Escreve a continuação do texto sobre a escola da aldeia do Salgueiro, a começar logo a seguir à última frase.

#### [EXCERTO PARA LER]
<<<<

Três alunos, uma professora. Uma escola no interior em contagem decrescente

Se nada mudar até março de 2024, a escola básica da aldeia do Salgueiro, no Fundão, irá encerrar. Este ano tem apenas três alunos. “Se fossem agora para aquelas turmas de 25, 26 alunos, iam ficar como um peixinho fora de água”, diz a professora Susana Infante. Eis uma história de resistência do interior – que pode também ser um adeus antecipado.

21 dez, 2023 - 06:30 • Fábio Monteiro , Maria Costa Lopes (vídeo)



Uma escola, uma professora, três alunos. Uma história de resistência

O período da manhã está quase a terminar. No quadro, Susana Infante projeta exercícios de formação cívica e, a custo, tenta captar a atenção de Leandro e Micael, alunos do 2.º ano. David, que frequenta o 4.º, está a ter aula de inglês, noutra sala, com uma professora que vem à aldeia duas vezes por semana – de propósito. Lá fora, chove.

>>>>

#### [DADOS GUARDADOS]
<<<<

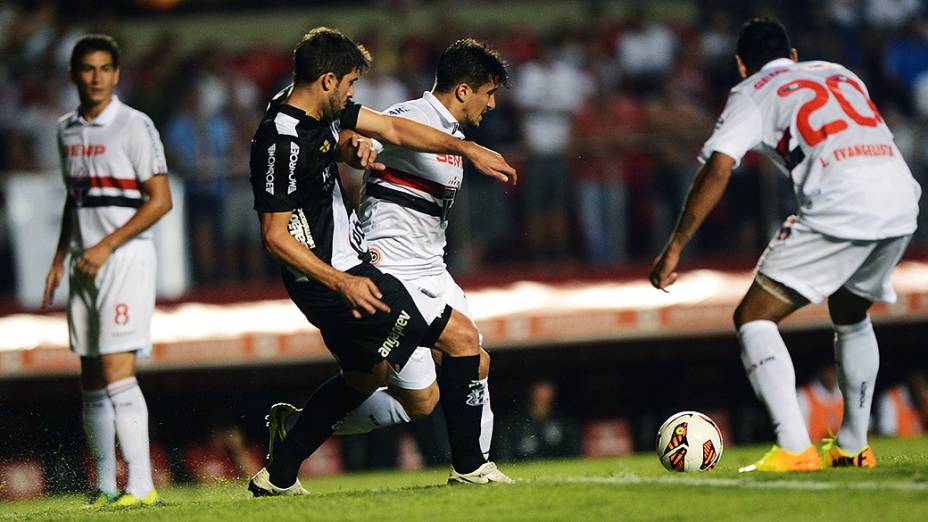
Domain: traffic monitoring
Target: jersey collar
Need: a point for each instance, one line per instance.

>>>>

#### [RESPOSTA DA TAREFA]
“Atravesso a estrada sempre na…?”, pergunta a professora. Ao que Leandro responde: “Passadeira.”

Micael recusa participar do exercício, mete o carapuço na cabeça e cobre o rosto.

“Caminho sempre do lado de dentro do…?”, continua Susana. “Passeio”, completa também Leandro.

“Porquê?” “Por causa dos carros.”

No ano letivo 2023/2024, a escola básica da aldeia do Salgueiro, freguesia dos Três Povos, no Fundão, conta apenas com três alunos. Na teoria, já não devia funcionar. E é muito provável que no próximo ano encerre.

Já há alguns anos que a meta de dezoito crianças - o número mínimo para um estabelecimento de ensino que agrega vários anos na mesma turma, de acordo com o Ministério da Educação - não é atingida. Mas num ato de resistência, impulsionado por Paulo Fernandes, presidente da câmara do Fundão, ainda mantém as portas abertas.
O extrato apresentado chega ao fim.